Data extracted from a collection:
--- START ---

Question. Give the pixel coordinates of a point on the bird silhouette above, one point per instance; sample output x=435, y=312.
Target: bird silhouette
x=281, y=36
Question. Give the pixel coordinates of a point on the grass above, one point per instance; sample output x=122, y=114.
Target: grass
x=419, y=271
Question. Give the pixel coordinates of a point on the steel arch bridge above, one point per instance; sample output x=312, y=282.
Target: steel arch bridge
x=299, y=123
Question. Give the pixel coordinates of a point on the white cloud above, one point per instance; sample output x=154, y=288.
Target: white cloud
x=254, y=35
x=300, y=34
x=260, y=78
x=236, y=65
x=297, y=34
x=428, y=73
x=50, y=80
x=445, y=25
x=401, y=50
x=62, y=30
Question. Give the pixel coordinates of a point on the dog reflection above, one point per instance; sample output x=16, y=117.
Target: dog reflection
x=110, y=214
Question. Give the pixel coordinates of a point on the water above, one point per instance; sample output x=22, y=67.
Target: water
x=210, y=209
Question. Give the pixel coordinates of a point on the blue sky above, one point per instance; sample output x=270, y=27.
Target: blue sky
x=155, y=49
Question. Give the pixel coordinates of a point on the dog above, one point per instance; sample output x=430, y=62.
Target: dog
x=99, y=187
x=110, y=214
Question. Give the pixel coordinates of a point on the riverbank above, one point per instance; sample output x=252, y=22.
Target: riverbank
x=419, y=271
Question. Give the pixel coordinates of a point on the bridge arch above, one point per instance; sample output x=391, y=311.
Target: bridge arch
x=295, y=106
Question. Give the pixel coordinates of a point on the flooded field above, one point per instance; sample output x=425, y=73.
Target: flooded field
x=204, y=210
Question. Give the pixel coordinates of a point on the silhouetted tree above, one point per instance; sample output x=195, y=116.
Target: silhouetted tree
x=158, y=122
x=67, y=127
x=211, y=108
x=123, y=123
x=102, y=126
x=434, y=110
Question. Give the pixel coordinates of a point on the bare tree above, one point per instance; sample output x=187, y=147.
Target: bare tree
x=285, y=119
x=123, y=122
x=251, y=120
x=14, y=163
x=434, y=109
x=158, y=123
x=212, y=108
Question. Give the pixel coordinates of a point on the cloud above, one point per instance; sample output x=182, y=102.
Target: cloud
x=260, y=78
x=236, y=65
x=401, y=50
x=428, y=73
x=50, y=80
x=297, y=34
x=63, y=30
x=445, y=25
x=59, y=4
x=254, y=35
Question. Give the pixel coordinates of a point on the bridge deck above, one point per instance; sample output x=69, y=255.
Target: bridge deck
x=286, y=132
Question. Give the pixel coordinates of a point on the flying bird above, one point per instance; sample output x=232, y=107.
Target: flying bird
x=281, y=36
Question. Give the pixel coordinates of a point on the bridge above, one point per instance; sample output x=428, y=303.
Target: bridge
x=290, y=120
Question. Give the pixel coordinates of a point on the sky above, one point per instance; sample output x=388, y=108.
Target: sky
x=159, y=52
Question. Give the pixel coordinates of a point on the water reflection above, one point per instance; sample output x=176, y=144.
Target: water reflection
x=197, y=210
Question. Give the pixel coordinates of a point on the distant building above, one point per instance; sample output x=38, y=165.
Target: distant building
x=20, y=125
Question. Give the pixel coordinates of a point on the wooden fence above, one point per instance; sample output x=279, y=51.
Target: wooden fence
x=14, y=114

--- END ---

Copy only this part of the entries above: the line with "Target: steel arch bridge", the line with "Question. Give the pixel coordinates of a point on the blue", and the lines between, all exactly as written.

Target: steel arch bridge
x=299, y=123
Question. Give the pixel coordinates of a point on the white cloud above, one point per instance; sample output x=154, y=288.
Target: white cloud
x=254, y=35
x=300, y=34
x=260, y=78
x=236, y=65
x=297, y=34
x=428, y=73
x=50, y=80
x=445, y=25
x=401, y=50
x=62, y=30
Question. Give the pixel coordinates of a point on the dog reflection above, one point per instance; sample output x=16, y=117.
Target: dog reflection
x=110, y=214
Question. Give the pixel coordinates of a point on the water above, one point per instance; sample output x=22, y=67.
Target: water
x=210, y=209
Question. Give the pixel coordinates of a point on the blue sky above, one point per instance; sample output x=270, y=27.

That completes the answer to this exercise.